GOAL OF THE EXERCISE:
Count the lines in the records below that contain the string "control", treating uppercase and lowercase as different, and reply with the number only.

LISTING:
☆ ☆ ☆

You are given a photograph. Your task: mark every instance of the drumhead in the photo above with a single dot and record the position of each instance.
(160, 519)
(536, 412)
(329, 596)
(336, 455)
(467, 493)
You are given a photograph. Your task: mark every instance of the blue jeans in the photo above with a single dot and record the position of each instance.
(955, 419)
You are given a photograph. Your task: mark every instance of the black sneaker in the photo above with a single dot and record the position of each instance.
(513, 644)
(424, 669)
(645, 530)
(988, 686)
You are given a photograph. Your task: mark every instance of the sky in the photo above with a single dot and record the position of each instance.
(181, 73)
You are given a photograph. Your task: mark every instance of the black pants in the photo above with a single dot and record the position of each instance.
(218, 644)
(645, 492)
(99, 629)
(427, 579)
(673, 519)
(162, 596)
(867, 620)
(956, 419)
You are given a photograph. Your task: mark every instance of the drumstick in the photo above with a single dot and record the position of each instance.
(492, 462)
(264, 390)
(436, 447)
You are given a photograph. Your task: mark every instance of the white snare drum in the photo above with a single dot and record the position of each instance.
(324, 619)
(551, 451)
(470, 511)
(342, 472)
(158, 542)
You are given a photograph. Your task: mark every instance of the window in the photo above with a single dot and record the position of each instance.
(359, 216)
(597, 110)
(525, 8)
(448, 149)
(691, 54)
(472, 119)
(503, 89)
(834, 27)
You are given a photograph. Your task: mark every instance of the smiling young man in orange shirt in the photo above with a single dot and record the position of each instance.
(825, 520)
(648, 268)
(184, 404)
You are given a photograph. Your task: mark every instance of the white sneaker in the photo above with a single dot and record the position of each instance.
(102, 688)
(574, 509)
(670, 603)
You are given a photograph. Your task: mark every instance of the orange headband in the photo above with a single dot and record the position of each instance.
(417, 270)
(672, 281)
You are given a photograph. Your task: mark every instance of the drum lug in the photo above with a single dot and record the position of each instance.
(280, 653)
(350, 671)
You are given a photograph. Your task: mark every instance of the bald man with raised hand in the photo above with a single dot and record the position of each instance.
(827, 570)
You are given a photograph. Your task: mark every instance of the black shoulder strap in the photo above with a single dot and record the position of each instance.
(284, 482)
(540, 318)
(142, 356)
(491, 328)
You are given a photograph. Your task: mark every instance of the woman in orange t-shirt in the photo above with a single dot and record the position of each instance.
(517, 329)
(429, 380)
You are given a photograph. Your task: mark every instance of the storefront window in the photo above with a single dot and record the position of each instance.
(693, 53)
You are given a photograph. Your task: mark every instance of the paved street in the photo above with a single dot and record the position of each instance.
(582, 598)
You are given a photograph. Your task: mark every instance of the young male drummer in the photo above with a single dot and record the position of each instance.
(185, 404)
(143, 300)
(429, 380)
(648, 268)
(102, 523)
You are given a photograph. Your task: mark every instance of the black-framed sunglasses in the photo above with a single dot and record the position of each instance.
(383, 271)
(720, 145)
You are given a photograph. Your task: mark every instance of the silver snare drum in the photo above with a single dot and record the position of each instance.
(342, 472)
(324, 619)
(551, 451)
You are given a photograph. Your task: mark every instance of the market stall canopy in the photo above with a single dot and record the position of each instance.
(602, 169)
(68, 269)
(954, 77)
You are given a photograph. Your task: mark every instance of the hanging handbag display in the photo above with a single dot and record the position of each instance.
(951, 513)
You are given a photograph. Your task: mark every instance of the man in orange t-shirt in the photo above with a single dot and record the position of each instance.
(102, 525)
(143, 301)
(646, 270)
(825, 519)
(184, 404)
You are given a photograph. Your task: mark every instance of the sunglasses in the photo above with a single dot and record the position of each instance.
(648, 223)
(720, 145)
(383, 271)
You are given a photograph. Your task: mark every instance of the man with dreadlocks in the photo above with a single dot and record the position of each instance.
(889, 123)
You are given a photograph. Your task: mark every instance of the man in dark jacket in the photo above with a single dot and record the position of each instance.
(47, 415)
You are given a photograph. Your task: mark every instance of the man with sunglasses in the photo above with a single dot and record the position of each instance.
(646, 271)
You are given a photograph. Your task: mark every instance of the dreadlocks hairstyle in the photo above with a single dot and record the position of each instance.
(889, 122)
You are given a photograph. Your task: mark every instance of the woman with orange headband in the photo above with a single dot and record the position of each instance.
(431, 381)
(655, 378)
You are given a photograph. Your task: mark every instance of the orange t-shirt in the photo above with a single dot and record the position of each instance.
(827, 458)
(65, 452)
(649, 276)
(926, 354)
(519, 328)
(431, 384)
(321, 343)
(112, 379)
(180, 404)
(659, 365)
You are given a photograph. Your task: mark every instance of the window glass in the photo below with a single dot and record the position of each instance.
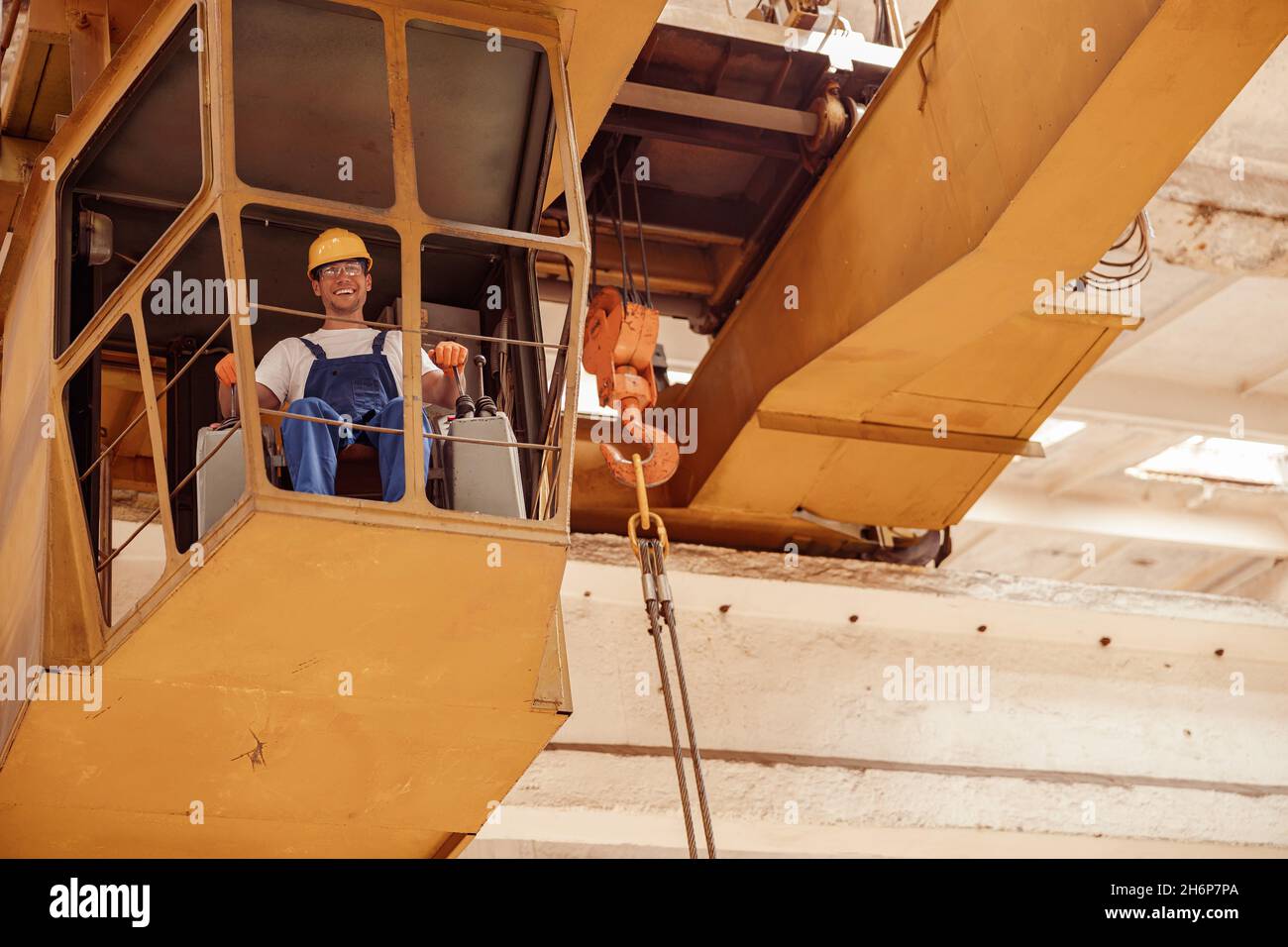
(310, 101)
(482, 125)
(132, 182)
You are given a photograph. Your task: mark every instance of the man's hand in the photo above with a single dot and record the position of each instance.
(450, 355)
(226, 369)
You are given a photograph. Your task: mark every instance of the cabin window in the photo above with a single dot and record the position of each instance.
(310, 99)
(112, 450)
(187, 313)
(483, 125)
(130, 183)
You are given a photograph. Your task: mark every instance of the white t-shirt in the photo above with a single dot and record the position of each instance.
(286, 367)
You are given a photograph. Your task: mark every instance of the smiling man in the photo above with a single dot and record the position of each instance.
(344, 371)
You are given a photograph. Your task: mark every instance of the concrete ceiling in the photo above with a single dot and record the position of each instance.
(1214, 344)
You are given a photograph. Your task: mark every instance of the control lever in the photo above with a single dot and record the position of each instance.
(464, 403)
(485, 406)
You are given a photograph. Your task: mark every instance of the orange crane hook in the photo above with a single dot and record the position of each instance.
(618, 351)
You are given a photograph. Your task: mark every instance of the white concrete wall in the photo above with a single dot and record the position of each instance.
(1137, 746)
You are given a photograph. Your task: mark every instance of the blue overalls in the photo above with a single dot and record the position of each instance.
(361, 386)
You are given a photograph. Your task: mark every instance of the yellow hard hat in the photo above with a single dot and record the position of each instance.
(338, 244)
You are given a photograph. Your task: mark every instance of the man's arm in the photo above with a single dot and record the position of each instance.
(227, 373)
(439, 386)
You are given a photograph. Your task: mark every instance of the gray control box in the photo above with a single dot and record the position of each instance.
(482, 478)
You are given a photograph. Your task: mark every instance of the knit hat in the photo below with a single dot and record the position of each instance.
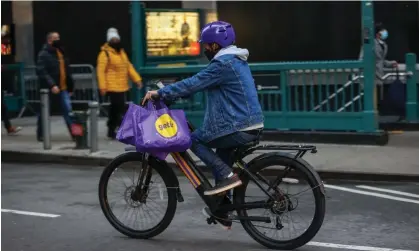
(112, 33)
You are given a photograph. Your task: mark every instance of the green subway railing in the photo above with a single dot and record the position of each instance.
(323, 95)
(293, 95)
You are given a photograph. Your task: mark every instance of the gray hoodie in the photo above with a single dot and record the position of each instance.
(243, 54)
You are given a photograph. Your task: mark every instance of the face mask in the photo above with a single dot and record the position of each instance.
(116, 46)
(56, 43)
(209, 54)
(383, 34)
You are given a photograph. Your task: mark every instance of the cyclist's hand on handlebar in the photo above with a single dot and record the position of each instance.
(150, 95)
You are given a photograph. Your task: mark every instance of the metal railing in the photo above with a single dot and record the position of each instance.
(386, 76)
(93, 114)
(85, 86)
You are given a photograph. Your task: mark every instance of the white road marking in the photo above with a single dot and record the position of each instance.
(371, 194)
(29, 213)
(351, 247)
(389, 191)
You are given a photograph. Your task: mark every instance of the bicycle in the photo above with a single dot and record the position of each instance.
(278, 202)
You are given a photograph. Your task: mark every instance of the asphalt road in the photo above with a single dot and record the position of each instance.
(358, 218)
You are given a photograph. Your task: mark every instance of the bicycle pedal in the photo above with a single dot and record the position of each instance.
(211, 220)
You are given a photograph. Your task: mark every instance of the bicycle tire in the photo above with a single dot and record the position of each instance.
(169, 179)
(320, 202)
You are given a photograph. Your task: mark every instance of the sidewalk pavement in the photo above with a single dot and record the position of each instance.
(392, 162)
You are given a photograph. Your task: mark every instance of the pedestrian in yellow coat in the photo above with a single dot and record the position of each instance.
(113, 70)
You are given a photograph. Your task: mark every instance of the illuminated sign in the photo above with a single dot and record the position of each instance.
(172, 33)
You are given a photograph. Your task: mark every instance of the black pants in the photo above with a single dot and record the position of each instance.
(4, 115)
(116, 109)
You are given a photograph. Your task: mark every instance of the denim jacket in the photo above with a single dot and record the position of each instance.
(232, 100)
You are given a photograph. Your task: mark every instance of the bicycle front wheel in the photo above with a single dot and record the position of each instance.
(138, 209)
(292, 185)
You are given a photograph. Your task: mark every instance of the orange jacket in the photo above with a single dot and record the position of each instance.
(113, 70)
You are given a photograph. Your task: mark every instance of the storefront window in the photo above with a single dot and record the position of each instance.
(6, 40)
(172, 33)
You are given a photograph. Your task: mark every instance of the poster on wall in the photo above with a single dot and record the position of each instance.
(6, 40)
(172, 33)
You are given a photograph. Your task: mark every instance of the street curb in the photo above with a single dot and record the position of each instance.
(27, 157)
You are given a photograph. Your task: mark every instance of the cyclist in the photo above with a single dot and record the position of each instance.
(233, 116)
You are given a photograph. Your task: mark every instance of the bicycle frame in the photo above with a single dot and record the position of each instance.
(199, 181)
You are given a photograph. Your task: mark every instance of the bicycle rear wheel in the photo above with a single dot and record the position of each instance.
(153, 202)
(285, 208)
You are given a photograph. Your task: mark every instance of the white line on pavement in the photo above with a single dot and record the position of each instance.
(372, 194)
(351, 247)
(29, 213)
(389, 191)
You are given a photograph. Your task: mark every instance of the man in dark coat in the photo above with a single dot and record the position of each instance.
(54, 74)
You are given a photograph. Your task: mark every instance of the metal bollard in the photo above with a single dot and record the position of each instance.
(45, 119)
(94, 112)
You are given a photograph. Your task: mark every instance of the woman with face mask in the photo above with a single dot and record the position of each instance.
(381, 49)
(113, 70)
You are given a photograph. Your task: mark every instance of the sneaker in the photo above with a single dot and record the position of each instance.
(111, 134)
(224, 185)
(13, 130)
(221, 218)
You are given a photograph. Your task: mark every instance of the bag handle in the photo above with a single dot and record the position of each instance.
(397, 73)
(155, 105)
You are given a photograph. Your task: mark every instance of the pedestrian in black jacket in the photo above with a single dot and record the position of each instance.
(54, 74)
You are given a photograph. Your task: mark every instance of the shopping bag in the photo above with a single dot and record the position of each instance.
(125, 132)
(158, 129)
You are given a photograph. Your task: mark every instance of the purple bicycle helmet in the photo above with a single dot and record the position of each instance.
(219, 32)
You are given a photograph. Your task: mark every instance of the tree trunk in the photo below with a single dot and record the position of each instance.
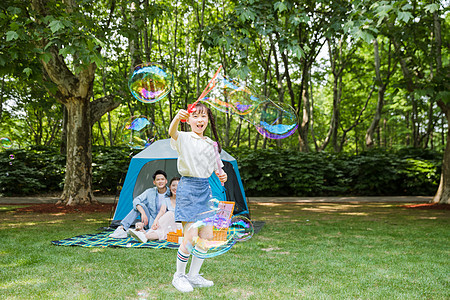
(443, 193)
(78, 177)
(381, 91)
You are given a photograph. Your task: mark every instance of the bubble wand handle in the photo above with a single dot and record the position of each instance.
(208, 88)
(216, 150)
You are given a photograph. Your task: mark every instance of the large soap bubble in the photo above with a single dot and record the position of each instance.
(139, 132)
(230, 96)
(275, 120)
(150, 82)
(272, 119)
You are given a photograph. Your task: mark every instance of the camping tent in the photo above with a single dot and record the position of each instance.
(160, 156)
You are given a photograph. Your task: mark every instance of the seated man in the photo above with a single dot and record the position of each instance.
(147, 205)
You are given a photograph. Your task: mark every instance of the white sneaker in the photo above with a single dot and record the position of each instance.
(119, 233)
(199, 281)
(181, 283)
(139, 235)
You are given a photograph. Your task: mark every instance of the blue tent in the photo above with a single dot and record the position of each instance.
(160, 156)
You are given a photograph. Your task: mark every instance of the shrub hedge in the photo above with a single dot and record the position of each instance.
(264, 172)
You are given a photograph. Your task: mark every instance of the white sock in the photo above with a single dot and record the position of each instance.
(196, 263)
(182, 259)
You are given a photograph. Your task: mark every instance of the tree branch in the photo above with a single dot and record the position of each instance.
(101, 106)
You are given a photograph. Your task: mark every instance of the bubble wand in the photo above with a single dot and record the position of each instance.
(208, 88)
(216, 150)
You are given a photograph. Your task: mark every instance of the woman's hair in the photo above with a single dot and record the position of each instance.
(201, 107)
(170, 183)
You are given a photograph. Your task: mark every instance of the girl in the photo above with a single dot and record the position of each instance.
(164, 221)
(196, 162)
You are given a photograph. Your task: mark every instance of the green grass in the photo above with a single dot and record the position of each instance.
(304, 251)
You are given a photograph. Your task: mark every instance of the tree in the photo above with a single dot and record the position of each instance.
(61, 38)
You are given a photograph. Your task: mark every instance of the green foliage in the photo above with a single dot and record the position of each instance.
(108, 166)
(377, 172)
(37, 170)
(33, 170)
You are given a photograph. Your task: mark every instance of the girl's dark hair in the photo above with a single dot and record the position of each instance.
(200, 107)
(170, 183)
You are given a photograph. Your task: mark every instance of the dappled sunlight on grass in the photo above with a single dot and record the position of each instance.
(355, 214)
(20, 283)
(304, 250)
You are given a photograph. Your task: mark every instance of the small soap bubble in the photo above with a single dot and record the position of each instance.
(214, 204)
(139, 132)
(150, 82)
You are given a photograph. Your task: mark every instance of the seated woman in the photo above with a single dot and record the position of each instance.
(164, 221)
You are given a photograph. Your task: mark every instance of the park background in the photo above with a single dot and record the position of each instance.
(368, 81)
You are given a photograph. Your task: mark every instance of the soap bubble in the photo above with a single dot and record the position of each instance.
(275, 120)
(139, 132)
(229, 96)
(214, 204)
(150, 82)
(241, 228)
(272, 119)
(6, 142)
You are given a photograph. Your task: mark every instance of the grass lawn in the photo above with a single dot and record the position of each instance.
(304, 251)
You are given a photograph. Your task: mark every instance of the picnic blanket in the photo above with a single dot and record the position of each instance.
(103, 240)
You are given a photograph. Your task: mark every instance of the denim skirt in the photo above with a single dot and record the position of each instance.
(193, 196)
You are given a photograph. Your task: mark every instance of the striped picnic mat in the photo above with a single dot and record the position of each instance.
(103, 240)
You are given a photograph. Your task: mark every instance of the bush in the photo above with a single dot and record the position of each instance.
(41, 170)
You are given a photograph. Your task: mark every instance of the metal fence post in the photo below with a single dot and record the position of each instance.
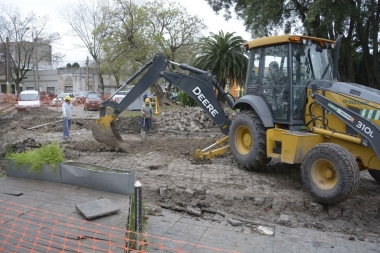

☆ ☆ ☆

TASK RESULT:
2